| EXERCISE INSTRUCTIONS |
a - Using the ABO Nationals thread, explain in one to three sentences why 1400wannabe is thinking of going to the shop.
b - Repeat everything in the ABO Nationals thread from "I agree bushkey, I" down to "Nats, Thanks Matatazela!".

| SELECTED PASSAGE |
# ABO Nationals



## 1400wannabe (Oct 24, 2007)

I might go. Its always nice to go into that shop. They have a lot of stock in there, and I heard the road is a bit better aswell.
I read on a thread somewhere that they are going to have a new Hoyt Katara there. I want to go see how this thing shoots. You never know when is is time to get a new one.


----------



## Matatazela (Mar 1, 2005)

@ Hungry lion - don't know how well you shoot, but you should always take a lot of arrows. "A lot", of course is defined by you, according to how well you shoot!


----------



## Bushkey (Mar 17, 2006)

1400wannabe said:


> I might go. Its always nice to go into that shop. They have a lot of stock in there, and I heard the road is a bit better aswell.
> I read on a thread somewhere that they are going to have a new Hoyt Katara there. I want to go see how this thing shoots. You never know when is is time to get a new one.


I have to admit. The first time I went there I drove on that rode and thought to myself, how on earth can any body do business here. But I was pleasantly delighted when I saw that shop. It is quite something.


----------



## Hungry Lion (Oct 25, 2007)

I agree bushkey, I thought the same thing, but when I got there the farm , dams and streams are beautiful. The shop is well stocked, and I am glad not to see a car guard rush up to me. Little out of town, but a nice drive. They have good prices as well.
I think I will go there tommorrow to get some more arrows for the ABO Nats, Thanks Matatazela!

| ITEMS |
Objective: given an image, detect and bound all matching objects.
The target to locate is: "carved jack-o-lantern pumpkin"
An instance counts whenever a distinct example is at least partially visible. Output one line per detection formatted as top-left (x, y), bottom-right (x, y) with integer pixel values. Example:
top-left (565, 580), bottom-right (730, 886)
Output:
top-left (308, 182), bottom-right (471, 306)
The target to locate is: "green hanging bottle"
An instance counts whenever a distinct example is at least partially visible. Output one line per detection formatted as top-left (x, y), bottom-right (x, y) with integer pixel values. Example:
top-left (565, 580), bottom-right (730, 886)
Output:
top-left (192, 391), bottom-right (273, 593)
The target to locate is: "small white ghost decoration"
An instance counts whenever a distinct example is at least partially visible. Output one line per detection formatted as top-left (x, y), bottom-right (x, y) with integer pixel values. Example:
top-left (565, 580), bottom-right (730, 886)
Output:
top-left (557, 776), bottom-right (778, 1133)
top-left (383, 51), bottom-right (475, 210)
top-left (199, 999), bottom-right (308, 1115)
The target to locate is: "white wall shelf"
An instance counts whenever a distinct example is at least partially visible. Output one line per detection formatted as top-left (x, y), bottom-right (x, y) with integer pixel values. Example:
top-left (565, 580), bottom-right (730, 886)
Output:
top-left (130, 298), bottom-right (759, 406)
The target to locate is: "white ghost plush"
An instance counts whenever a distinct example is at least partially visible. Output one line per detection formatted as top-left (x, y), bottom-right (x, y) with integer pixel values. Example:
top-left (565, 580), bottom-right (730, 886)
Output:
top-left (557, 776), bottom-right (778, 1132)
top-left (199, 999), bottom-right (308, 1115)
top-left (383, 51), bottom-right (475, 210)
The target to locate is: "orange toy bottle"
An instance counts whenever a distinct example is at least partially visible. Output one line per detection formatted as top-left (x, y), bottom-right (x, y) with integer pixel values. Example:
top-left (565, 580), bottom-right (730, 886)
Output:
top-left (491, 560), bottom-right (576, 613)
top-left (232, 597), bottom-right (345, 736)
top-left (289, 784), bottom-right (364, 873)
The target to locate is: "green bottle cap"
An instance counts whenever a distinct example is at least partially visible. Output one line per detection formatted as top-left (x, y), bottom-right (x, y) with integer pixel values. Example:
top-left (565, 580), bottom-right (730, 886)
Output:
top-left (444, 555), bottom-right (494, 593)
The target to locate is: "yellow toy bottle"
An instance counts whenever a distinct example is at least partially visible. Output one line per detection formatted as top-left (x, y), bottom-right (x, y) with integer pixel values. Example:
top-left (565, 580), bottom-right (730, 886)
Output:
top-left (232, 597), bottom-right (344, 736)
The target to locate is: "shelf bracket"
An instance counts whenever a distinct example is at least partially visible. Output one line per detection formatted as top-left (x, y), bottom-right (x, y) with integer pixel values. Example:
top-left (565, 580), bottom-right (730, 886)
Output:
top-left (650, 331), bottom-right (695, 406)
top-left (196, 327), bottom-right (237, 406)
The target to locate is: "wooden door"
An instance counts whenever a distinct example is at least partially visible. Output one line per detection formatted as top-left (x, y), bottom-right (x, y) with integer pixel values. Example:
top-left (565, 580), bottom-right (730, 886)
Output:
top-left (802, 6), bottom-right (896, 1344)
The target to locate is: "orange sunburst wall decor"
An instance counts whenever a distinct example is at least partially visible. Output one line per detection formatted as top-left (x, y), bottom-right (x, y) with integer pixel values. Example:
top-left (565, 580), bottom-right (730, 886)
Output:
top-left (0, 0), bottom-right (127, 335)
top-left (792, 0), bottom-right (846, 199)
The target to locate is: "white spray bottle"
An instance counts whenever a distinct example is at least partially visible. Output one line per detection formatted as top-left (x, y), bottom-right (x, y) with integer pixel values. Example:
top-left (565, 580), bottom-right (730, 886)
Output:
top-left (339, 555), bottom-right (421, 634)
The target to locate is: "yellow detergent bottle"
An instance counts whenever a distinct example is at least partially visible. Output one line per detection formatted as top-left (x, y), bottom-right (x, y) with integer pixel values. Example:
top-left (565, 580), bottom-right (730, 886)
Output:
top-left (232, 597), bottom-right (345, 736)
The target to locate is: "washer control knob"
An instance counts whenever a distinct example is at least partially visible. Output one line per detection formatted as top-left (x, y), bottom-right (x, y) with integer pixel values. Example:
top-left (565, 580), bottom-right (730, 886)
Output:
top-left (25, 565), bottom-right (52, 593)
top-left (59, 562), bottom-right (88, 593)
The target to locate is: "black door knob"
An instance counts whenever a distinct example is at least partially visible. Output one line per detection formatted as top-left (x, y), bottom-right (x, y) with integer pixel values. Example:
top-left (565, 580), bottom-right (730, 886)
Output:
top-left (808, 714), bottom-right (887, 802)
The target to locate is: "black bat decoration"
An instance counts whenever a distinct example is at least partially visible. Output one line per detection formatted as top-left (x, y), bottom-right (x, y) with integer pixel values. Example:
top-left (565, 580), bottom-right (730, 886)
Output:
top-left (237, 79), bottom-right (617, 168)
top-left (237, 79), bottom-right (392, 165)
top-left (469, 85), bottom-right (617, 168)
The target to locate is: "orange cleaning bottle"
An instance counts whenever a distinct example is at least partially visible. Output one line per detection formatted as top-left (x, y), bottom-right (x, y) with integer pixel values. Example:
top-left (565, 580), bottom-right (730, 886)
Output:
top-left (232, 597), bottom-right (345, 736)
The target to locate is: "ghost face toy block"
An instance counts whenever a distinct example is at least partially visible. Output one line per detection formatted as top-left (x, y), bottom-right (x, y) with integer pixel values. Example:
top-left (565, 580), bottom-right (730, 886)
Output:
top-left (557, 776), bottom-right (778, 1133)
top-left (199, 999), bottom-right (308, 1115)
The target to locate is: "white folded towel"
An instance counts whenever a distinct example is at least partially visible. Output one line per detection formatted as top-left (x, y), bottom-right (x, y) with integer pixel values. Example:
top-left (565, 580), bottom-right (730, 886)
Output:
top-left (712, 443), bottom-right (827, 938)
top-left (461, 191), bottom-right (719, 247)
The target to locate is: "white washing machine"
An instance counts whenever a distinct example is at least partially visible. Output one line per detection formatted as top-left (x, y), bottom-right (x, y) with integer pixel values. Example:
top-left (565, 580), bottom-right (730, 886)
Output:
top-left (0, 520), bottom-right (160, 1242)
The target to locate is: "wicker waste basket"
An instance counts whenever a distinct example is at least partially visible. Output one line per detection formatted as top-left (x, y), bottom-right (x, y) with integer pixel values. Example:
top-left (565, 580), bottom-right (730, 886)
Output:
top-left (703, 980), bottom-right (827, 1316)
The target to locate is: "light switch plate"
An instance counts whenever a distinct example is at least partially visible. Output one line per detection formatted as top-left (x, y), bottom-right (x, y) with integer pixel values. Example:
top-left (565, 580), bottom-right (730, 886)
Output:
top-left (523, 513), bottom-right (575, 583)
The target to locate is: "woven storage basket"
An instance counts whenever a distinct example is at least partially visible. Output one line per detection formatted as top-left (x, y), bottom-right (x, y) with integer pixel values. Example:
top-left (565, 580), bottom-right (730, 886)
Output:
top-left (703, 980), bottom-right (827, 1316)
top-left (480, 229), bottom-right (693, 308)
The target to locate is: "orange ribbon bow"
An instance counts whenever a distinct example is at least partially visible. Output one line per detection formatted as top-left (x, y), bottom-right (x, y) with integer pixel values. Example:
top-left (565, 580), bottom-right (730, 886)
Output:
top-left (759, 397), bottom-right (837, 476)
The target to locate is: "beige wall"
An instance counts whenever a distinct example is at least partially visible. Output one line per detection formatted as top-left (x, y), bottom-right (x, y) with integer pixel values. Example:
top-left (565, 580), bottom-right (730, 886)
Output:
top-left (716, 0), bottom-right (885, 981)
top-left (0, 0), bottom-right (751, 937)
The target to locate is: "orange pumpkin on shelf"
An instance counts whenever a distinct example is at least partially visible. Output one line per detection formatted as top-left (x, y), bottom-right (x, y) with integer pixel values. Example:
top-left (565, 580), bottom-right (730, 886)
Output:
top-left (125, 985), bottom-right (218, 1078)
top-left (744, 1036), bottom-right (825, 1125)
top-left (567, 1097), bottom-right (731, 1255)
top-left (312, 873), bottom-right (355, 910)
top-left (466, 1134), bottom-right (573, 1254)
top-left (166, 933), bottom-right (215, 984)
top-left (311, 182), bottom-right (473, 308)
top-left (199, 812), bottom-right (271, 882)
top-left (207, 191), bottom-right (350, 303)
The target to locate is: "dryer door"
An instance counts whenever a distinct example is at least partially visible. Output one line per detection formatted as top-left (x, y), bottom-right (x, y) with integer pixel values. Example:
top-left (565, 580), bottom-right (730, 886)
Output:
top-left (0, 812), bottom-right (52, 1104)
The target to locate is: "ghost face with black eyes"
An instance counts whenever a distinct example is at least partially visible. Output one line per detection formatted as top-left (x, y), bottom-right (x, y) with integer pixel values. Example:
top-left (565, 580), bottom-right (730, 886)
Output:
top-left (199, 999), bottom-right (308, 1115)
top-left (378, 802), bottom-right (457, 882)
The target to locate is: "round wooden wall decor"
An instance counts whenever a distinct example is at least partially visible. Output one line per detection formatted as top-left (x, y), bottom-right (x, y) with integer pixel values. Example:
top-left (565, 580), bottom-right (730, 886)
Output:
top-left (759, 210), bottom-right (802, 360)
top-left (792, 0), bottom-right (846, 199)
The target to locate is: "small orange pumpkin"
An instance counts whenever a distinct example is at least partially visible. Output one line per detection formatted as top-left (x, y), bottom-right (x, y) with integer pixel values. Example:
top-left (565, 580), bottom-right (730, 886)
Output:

| RESPONSES |
a - 1400wannabe finds it always nice to go into that shop because it has a lot of stock, and has heard the road is a bit better too. 1400wannabe also read that a new Hoyt Katara will be there and wants to see how it shoots.

b -
I agree bushkey, I thought the same thing, but when I got there the farm , dams and streams are beautiful. The shop is well stocked, and I am glad not to see a car guard rush up to me. Little out of town, but a nice drive. They have good prices as well.
I think I will go there tommorrow to get some more arrows for the ABO Nats, Thanks Matatazela!